═════ Provided information

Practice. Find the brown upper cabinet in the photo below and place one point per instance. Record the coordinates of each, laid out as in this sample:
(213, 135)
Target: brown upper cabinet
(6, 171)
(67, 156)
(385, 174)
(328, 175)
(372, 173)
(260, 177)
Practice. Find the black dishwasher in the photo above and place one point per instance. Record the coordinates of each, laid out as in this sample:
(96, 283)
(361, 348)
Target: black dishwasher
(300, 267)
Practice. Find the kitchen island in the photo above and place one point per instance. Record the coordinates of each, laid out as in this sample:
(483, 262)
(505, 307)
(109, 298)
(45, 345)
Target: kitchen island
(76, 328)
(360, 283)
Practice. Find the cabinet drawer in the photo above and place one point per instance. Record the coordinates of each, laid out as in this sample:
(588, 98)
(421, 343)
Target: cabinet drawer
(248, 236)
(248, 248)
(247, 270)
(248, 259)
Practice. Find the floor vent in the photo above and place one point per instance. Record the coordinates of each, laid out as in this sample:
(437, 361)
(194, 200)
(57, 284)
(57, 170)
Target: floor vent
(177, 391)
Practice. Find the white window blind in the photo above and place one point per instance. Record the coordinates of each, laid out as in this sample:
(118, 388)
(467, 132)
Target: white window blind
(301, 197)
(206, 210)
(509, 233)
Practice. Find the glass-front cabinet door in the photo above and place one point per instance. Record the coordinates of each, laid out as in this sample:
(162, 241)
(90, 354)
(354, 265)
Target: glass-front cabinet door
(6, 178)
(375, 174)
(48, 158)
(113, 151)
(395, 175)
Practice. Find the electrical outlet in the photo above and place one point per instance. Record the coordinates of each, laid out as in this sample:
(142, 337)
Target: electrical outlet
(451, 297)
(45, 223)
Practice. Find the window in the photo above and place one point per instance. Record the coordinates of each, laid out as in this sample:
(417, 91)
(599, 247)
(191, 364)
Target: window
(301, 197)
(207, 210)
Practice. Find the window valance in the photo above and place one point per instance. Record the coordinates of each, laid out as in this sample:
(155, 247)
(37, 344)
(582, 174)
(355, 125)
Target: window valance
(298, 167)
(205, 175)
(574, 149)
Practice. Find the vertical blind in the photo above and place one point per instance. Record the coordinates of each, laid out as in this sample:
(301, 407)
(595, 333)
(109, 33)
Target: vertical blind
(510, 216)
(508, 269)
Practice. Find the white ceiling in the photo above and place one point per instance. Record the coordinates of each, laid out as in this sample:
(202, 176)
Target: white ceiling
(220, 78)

══════════

The required output is the lines from the one holding "Target: glass-front cabinet door" through the last line of the entries above, copied exactly.

▶ Response to this task:
Target: glass-front cabinet door
(6, 178)
(375, 174)
(48, 158)
(113, 151)
(395, 175)
Practice. Find the electrical outlet in the photo above and place one point per instance. Record the coordinates of each, laid out as in this sample:
(142, 337)
Target: electrical outlet
(451, 297)
(45, 223)
Practice. Find the window in the photo above and place one point per instance. Record the coordinates of each, laid out as in this sample:
(417, 91)
(599, 247)
(191, 364)
Target: window
(301, 197)
(207, 210)
Practice. Find the window valance in the photo above and place one point per instance. Record the coordinates of each, laid out as in this sample:
(155, 247)
(37, 344)
(582, 174)
(355, 125)
Target: window valance
(298, 167)
(205, 175)
(574, 149)
Practice. Find the vertical blind in the photo above and place one point per instance. Record the coordinates of each, laid out as in this sample:
(301, 407)
(595, 333)
(109, 33)
Target: vertical blind
(510, 216)
(508, 269)
Practice. Find the white ceiling in the photo above and place one point per instance. Record the coordinates of each, laid out as in this sample:
(202, 176)
Target: white ceiling
(220, 78)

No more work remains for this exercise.